THE DATA
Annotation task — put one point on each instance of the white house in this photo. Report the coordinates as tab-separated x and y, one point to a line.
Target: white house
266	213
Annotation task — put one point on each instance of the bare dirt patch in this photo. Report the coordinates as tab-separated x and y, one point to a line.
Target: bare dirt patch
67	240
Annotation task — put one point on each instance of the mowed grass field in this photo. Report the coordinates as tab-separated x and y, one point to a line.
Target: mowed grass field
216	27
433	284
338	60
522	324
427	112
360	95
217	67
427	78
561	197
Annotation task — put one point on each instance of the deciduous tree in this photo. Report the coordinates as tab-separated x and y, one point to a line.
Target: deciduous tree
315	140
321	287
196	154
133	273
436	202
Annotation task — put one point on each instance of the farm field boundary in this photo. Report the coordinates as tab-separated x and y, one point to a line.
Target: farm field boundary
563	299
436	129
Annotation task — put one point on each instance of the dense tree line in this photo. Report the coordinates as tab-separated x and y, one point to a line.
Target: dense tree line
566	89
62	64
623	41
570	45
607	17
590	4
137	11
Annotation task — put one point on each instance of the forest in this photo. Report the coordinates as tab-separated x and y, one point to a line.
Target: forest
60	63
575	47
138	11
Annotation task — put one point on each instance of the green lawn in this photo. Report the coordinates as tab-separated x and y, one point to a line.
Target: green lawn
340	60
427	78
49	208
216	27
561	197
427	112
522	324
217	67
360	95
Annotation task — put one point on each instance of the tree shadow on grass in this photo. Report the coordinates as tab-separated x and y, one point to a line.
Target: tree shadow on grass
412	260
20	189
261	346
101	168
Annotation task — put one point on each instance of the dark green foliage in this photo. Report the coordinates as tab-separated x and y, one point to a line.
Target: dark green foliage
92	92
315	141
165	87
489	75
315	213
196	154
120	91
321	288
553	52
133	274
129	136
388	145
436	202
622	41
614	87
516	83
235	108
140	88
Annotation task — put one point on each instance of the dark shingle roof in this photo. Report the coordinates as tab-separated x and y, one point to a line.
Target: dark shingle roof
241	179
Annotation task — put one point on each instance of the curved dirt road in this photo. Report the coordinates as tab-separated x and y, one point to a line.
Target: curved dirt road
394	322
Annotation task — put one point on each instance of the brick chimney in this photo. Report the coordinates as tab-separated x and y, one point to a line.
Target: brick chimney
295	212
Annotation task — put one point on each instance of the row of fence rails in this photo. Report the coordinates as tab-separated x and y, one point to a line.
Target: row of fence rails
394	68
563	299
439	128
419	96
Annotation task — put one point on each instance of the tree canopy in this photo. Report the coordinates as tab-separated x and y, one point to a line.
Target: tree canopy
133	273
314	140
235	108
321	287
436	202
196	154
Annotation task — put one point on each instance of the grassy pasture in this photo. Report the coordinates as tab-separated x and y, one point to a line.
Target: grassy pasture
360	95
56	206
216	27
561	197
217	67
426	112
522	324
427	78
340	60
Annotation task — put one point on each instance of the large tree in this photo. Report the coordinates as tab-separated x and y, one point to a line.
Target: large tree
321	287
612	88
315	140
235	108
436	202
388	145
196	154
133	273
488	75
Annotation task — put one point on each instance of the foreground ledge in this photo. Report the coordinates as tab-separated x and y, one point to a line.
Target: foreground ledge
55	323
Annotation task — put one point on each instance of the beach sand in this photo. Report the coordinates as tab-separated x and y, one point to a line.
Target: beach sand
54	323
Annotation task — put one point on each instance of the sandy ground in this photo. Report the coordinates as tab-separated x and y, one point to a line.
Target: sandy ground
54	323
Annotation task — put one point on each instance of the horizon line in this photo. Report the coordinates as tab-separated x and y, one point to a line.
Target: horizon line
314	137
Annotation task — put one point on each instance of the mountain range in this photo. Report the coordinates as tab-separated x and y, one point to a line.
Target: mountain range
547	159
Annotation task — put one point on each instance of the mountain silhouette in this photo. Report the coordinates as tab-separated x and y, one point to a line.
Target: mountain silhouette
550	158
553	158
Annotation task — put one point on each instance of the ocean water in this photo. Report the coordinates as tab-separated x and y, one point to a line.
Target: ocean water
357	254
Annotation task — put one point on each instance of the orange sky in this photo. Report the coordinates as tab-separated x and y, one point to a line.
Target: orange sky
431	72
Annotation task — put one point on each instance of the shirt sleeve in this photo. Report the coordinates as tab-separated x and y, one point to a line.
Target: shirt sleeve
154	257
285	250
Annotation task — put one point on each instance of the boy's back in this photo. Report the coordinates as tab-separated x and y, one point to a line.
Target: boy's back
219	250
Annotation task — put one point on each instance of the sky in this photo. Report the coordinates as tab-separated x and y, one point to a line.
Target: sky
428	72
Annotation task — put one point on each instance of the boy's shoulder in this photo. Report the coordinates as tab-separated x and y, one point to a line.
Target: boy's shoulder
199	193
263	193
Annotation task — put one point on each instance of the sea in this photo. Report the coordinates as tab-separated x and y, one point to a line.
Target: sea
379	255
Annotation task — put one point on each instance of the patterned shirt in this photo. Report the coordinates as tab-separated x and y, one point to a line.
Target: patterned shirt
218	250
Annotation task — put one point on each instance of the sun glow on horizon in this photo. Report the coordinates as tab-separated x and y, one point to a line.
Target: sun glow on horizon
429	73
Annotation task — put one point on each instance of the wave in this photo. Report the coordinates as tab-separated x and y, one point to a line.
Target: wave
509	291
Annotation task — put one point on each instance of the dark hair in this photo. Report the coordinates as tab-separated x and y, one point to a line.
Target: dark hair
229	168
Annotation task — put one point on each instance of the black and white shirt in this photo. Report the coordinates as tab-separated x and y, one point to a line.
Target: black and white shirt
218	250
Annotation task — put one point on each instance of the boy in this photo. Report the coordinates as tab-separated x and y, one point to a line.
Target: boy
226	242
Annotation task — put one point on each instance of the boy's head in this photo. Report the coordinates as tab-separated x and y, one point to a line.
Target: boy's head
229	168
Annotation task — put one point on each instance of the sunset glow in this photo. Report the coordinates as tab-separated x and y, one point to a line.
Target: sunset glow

WORK REQUIRED
From the preceding material, extract every line exactly.

REPLY
Annotation task — put one point on each instance of the white house in this photo. Report the coordinates as tab-separated x and y, one point to a line.
Target: white house
266	213
Annotation task — put one point on each instance of the bare dirt patch in this photo. Report the coordinates as tab-separated x and y, one point to a line.
Target: bare dirt patch
67	240
Annotation task — put one point on each instance of the mowed grass field in this photo. Report the coordinates as tab-separated x and y, one point to a line.
Target: mowed grass field
216	27
433	284
338	60
522	324
427	112
360	95
217	67
427	78
561	197
Annotation task — put one point on each instance of the deciduous tree in this photo. Report the coordinates as tab-separated x and y, one point to a line.
Target: deciduous tree
315	140
321	287
196	154
133	273
436	202
Annotation task — put one point on each instance of the farm field boundary in this photo. Report the coordinates as tab-separated x and y, one point to a line.
Target: farm field boundary
563	299
436	129
Annotation task — put one point on each instance of the dense tree line in this photo. Report the coordinates as tab-separated x and y, one point to a line.
Target: dense tree line
566	89
62	64
623	41
570	45
607	17
590	4
137	11
Annotation task — put one point on each instance of the forest in this photo. Report the coordinates as tab-separated x and y, one point to a line.
Target: forest
60	63
575	47
138	11
Annotation task — put one point on each instance of the green lawn in this photo. Report the coordinates as tab-separated x and y, one point to a line.
Target: green lawn
340	60
427	78
49	208
216	27
561	197
427	112
522	324
217	67
360	95
Annotation task — put one point on each instance of the tree shadow on grass in this photo. Report the coordinates as tab-separated x and y, one point to a line.
Target: tree shadow on grass
412	260
20	189
261	346
101	168
Annotation task — put one point on each instance of the dark green foliage in this photo. Report the coordinates as tab-separated x and y, one point to a line.
Target: dark green foliage
92	92
315	141
165	87
489	75
315	213
196	154
120	91
321	288
553	52
133	274
129	136
388	145
436	202
622	41
614	87
516	83
235	108
140	88
Annotation task — put one point on each instance of the dark shingle roof in this photo. Report the coordinates as tab-separated x and y, one point to a line.
Target: dark shingle roof
241	179
Annotation task — put one point on each instance of the curved dirt road in this photo. Report the coordinates as tab-separated x and y, one point to a line.
Target: curved dirt road
394	322
Annotation task — put one point on each instance of the brick chimney in this photo. Report the coordinates as tab-separated x and y, one point to a line.
Target: brick chimney
295	212
Annotation task — put one point on each instance of the row of fence rails in this photo. Report the coordinates as tab-separated x and y, one point to a line.
Target: row of fence rails
394	68
563	299
439	128
419	96
Annotation task — put one point on each instance of the tree canopy in this photo. Report the coordinates as tab-separated x and y, one point to a line.
Target: tree canopy
133	273
314	140
235	108
321	287
436	202
196	154
Annotation task — put one point on each instance of the grassy pasture in this photo. Report the coordinates as tab-separated x and y, one point to a line.
Target: grassy pasture
360	95
56	206
216	27
561	197
217	67
426	112
522	324
427	78
340	60
Annotation task — put one point on each instance of the large tree in this photo. Report the coordinates as tab-separated x and y, one point to a line.
Target: large tree
321	287
612	88
315	140
235	108
436	202
388	145
196	154
133	273
488	75
Annotation task — put one point on each instance of the foreground ledge in this photo. Report the coordinates as tab-separated x and y, one point to a line.
Target: foreground ledge
55	323
Annotation task — put one point on each instance of the beach sand in this photo. Report the coordinates as tab-separated x and y, one point to a line.
Target: beach sand
54	323
Annotation task — put one point on each instance of the sandy ground in this photo. Report the coordinates as tab-separated x and y, one point to a line.
Target: sandy ground
54	323
Annotation task — put one point on each instance of the horizon line in this photo. Report the coordinates as tab-separated x and y, one point to a line.
Target: horizon line
314	137
Annotation task — put one point on each instance of the mountain range in this photo. Report the coordinates as tab-separated x and y, one point to a line.
Target: mountain range
547	159
Annotation task — put one point on each instance of the mountain silhouette in this photo. Report the coordinates as tab-separated x and y, one point to a line.
Target: mountain silhouette
550	158
553	158
Annotation task — put one point on each instance of the ocean water in this photo. Report the coordinates as tab-separated x and y, one point to a line.
Target: ocean water
357	254
Annotation task — put one point on each instance of the orange sky in this photo. Report the coordinates as tab-separated x and y, one point to a line.
Target: orange sky
431	72
Annotation task — put one point on each instance of the shirt sleeve in this photo. Report the coordinates as tab-separated x and y, one point to a line.
Target: shirt sleeve
154	257
285	250
Annotation task — put one point on each instance of the boy's back in this photo. Report the coordinates as tab-separated x and y, one point to a line.
Target: boy's back
219	250
Annotation task — put one point on each instance of the sky in this photo. Report the coordinates as tab-separated x and y, one point to a line.
Target: sky
428	72
Annotation task — put one point on each instance of the boy's shoulder in this photo. Report the coordinates as tab-separated x and y, one point to a line.
Target: boy's shoulder
199	193
263	193
Annotation task — put one point on each instance of the sea in this photo. Report the coordinates as tab-separated x and y, one point to a line.
Target: sea
379	255
Annotation task — put one point on each instance of the patterned shirt in this photo. Report the coordinates as tab-separated x and y, one point to a line.
Target: patterned shirt
218	250
Annotation task — put one point on each instance of the sun glow on horizon in this photo. Report the coordinates as tab-separated x and y, one point to a line.
Target: sun glow on horizon
429	73
Annotation task — put one point on each instance of the wave in this photo. Report the coordinates as tab-separated x and y, one point to a line.
Target: wave
509	291
Annotation task — put one point on each instance of the dark hair in this photo. Report the coordinates as tab-separated x and y, one point to a line.
Target: dark hair
229	168
Annotation task — put one point on each instance of the black and white shirt in this photo. Report the coordinates as tab-separated x and y, one point to a line.
Target: black and white shirt
218	250
Annotation task — put one point on each instance of the boy in this photo. Report the coordinates as tab-separated x and y, one point to a line.
Target: boy
226	242
Annotation task — put one point on each instance of the boy's head in this photo. Report the coordinates as tab-separated x and y, one point to a line.
Target: boy's head
229	168
Annotation task — put one point on each instance of the sunset glow in this photo. Report the coordinates as tab-separated x and y, one point to a line.
Target: sunset glow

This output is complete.